The records =>
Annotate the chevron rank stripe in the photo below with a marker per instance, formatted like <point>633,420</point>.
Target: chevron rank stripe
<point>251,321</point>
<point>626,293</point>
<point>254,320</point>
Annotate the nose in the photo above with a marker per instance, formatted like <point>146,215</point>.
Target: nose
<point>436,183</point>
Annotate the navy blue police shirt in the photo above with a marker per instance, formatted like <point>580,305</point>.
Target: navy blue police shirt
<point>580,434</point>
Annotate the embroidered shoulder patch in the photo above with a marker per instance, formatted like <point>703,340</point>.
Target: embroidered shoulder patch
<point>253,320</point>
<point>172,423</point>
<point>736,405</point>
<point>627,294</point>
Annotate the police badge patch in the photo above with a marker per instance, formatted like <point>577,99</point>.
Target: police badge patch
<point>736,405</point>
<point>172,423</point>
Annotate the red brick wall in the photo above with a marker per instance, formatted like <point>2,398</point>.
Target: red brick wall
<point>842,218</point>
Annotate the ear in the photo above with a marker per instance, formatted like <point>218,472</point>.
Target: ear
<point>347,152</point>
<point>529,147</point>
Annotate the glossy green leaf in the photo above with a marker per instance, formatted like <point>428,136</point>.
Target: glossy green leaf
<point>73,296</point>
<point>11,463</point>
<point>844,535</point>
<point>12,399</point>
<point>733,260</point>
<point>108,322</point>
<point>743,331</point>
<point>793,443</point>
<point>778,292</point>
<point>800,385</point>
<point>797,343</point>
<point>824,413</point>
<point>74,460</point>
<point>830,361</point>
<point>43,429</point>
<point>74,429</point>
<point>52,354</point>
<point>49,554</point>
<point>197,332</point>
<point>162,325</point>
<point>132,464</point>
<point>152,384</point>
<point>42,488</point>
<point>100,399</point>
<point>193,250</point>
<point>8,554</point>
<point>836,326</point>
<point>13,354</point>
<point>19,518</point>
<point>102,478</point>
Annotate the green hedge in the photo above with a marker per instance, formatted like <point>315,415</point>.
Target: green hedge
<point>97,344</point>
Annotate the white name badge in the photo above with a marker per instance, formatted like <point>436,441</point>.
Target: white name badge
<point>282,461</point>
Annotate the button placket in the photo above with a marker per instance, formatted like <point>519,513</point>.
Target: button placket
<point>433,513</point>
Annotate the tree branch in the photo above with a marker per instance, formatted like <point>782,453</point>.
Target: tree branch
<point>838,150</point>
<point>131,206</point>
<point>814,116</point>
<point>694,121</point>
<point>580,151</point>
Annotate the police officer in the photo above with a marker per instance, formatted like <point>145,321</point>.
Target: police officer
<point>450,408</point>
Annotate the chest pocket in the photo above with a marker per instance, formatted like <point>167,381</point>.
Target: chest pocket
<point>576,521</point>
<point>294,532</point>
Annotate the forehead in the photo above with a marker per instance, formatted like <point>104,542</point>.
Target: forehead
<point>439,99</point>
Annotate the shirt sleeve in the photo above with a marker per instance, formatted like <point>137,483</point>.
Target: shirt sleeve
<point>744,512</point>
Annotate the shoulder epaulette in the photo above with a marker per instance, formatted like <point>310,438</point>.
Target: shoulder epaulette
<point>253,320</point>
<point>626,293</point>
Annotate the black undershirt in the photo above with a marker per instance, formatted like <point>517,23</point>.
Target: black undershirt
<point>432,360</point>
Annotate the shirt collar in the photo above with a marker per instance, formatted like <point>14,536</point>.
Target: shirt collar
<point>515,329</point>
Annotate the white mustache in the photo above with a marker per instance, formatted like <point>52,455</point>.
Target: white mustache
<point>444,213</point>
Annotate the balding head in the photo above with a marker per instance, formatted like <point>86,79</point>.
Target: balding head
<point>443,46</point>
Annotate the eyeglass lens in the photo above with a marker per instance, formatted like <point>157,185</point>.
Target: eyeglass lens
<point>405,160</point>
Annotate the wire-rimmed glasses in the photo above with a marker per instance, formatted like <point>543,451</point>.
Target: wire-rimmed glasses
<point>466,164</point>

Exercise directions =>
Reproduce every row above verbatim, line for line, with no changes.

Reply =>
Annotate the chevron rank stripe in the photo below with a marker per instance, formatted like <point>633,420</point>.
Target: chevron rank stripe
<point>251,321</point>
<point>626,293</point>
<point>254,320</point>
Annotate the nose in the photo above with a marker per instance, formatted like <point>146,215</point>.
Target: nose
<point>436,183</point>
Annotate the navy blue police shirt in the photo above with a marker per instance, formatted like <point>580,305</point>.
Target: navy blue police shirt
<point>580,434</point>
Annotate the embroidered shoulder patch in the photo above with a marker per instance, formatted like <point>703,340</point>.
Target: embroidered shoulder patch
<point>253,320</point>
<point>172,423</point>
<point>736,405</point>
<point>627,294</point>
Annotate the police badge patch in the photo above with a marker per instance, formatted like <point>577,99</point>.
Target: police badge patch
<point>736,405</point>
<point>172,423</point>
Annotate the red brick wall in the photo above with a marker per instance, formatted like <point>2,398</point>.
Target: red brick wall
<point>842,218</point>
Annotate the ear in the photo above with a marker per instance, formatted like <point>218,472</point>.
Target: ear
<point>347,152</point>
<point>529,147</point>
Annotate the glossy green leaf in the photo above with a marker per instance, formatted like <point>428,136</point>.
Target: glossy green leaf
<point>73,296</point>
<point>11,463</point>
<point>844,535</point>
<point>12,399</point>
<point>733,260</point>
<point>108,322</point>
<point>743,331</point>
<point>793,443</point>
<point>778,292</point>
<point>800,385</point>
<point>797,343</point>
<point>824,413</point>
<point>74,460</point>
<point>830,361</point>
<point>43,429</point>
<point>74,429</point>
<point>52,354</point>
<point>49,554</point>
<point>197,332</point>
<point>162,325</point>
<point>132,464</point>
<point>152,384</point>
<point>42,488</point>
<point>100,399</point>
<point>193,250</point>
<point>8,554</point>
<point>836,326</point>
<point>13,354</point>
<point>19,518</point>
<point>102,478</point>
Annotate the green hedge in the photo above with a marker per instance, formatted like <point>315,415</point>.
Target: green hedge
<point>97,344</point>
Annotate the white name badge in the photo above with a marker per instance, formatted like <point>436,441</point>.
Target: white name badge
<point>282,461</point>
Annotate the button placket in the photo above with a marker per instance, formatted like <point>519,513</point>.
Target: button placket
<point>433,513</point>
Annotate the tree branch in the photo above with a marker per instance, formatted like <point>782,453</point>.
Target: tree branch
<point>838,150</point>
<point>131,206</point>
<point>814,116</point>
<point>694,121</point>
<point>580,151</point>
Annotate the police officer in the photo above with a marker per instance, formatted like <point>145,321</point>.
Target: police officer
<point>450,408</point>
Annotate the chest pocket in the photo above with a marker per instance, formatted like <point>167,381</point>.
Target: chest pocket
<point>576,521</point>
<point>294,532</point>
Annotate the forehead in the photo above with a marker per instance, formatted like <point>104,542</point>.
Target: forehead
<point>439,99</point>
Annotate the shirt sleeve in the photo above with a marker per instance, formatted like <point>137,483</point>.
Target: shirt sleeve
<point>744,512</point>
Annotate the shoulder epaulette in the photo above with a marker per instance, formatted like <point>310,438</point>.
Target: shoulder epaulette
<point>253,320</point>
<point>626,293</point>
Annotate the black undershirt in the photo above with a marker per instance, formatted like <point>517,23</point>.
Target: black undershirt
<point>432,360</point>
Annotate the shirt collar in the photo above with a marker per instance, formatted like <point>14,536</point>.
Target: shirt collar
<point>515,329</point>
Annotate the white mustache in the photo above with a marker per instance, formatted like <point>52,455</point>.
Target: white mustache
<point>444,213</point>
Annotate the balding head in the photo above with a marker per instance, formatted like <point>86,79</point>.
Target: balding head
<point>443,46</point>
Annotate the eyeglass lens in the photo above with a marker per instance, formatted like <point>157,185</point>.
Target: eyeglass lens
<point>405,160</point>
Annotate the wire-rimmed glasses in the photo above with a marker per instance, formatted like <point>543,451</point>.
Target: wire-rimmed glasses
<point>466,164</point>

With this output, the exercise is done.